THE DATA:
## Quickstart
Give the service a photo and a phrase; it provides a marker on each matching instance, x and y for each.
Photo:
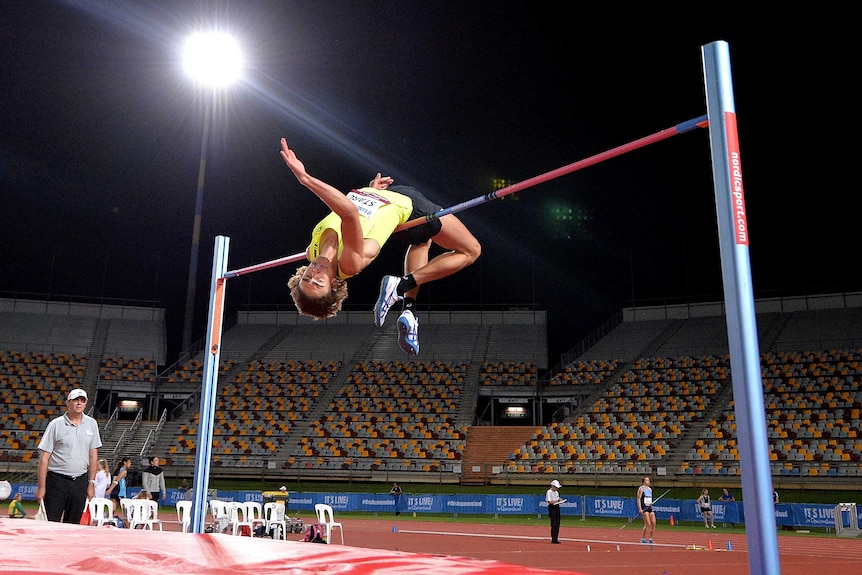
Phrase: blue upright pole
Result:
(751, 429)
(209, 386)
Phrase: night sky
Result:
(101, 128)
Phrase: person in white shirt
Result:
(552, 497)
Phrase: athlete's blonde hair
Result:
(319, 308)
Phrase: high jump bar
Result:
(700, 122)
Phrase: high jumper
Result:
(348, 239)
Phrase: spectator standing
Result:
(103, 478)
(644, 500)
(153, 480)
(396, 492)
(706, 509)
(552, 497)
(68, 462)
(16, 509)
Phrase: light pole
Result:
(214, 61)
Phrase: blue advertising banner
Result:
(790, 514)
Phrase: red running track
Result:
(409, 546)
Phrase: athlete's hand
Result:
(295, 165)
(380, 182)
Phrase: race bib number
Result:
(367, 203)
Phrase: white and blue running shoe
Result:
(387, 298)
(408, 332)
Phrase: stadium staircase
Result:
(488, 447)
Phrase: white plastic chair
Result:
(138, 514)
(254, 515)
(102, 512)
(154, 513)
(326, 517)
(239, 518)
(184, 515)
(276, 525)
(220, 515)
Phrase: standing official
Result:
(552, 497)
(68, 462)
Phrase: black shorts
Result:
(422, 206)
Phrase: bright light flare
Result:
(213, 58)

INSTRUCTIONS TO FOLLOW:
When copying the data above, repeat every word exactly and drop the pictures.

REPLY:
## Quickstart
Give the service a photo and a phrase; it provides a marker on each matching instance, x and y for each.
Photo:
Phrase: blue upright pole
Result:
(751, 429)
(209, 386)
Phrase: night sky
Result:
(101, 128)
Phrase: person in white shirt
Result:
(552, 497)
Phrase: athlete's blonde hair
Result:
(319, 308)
Phrase: high jump bar
Result:
(700, 122)
Phrase: high jumper
Result:
(348, 239)
Phrase: spectator standing
Result:
(103, 478)
(644, 500)
(153, 480)
(396, 492)
(706, 509)
(552, 497)
(68, 462)
(16, 509)
Phrase: light pole
Result:
(214, 61)
Phrase: blue advertising banner
Result:
(790, 514)
Phrase: red running track
Result:
(409, 546)
Phrase: athlete's hand
Result:
(295, 165)
(380, 182)
Phrase: race bib number
Result:
(367, 203)
Phrase: white and blue running shoe
Result:
(387, 298)
(408, 332)
Phrase: stadium staircase
Result:
(488, 447)
Phrase: white plastic chair
Result:
(138, 514)
(254, 515)
(102, 512)
(154, 513)
(326, 517)
(239, 518)
(184, 515)
(276, 525)
(220, 515)
Phrase: standing official
Result:
(552, 497)
(68, 462)
Phrase: black shorts
Result:
(422, 206)
Phrase: bright light flare
Result:
(213, 58)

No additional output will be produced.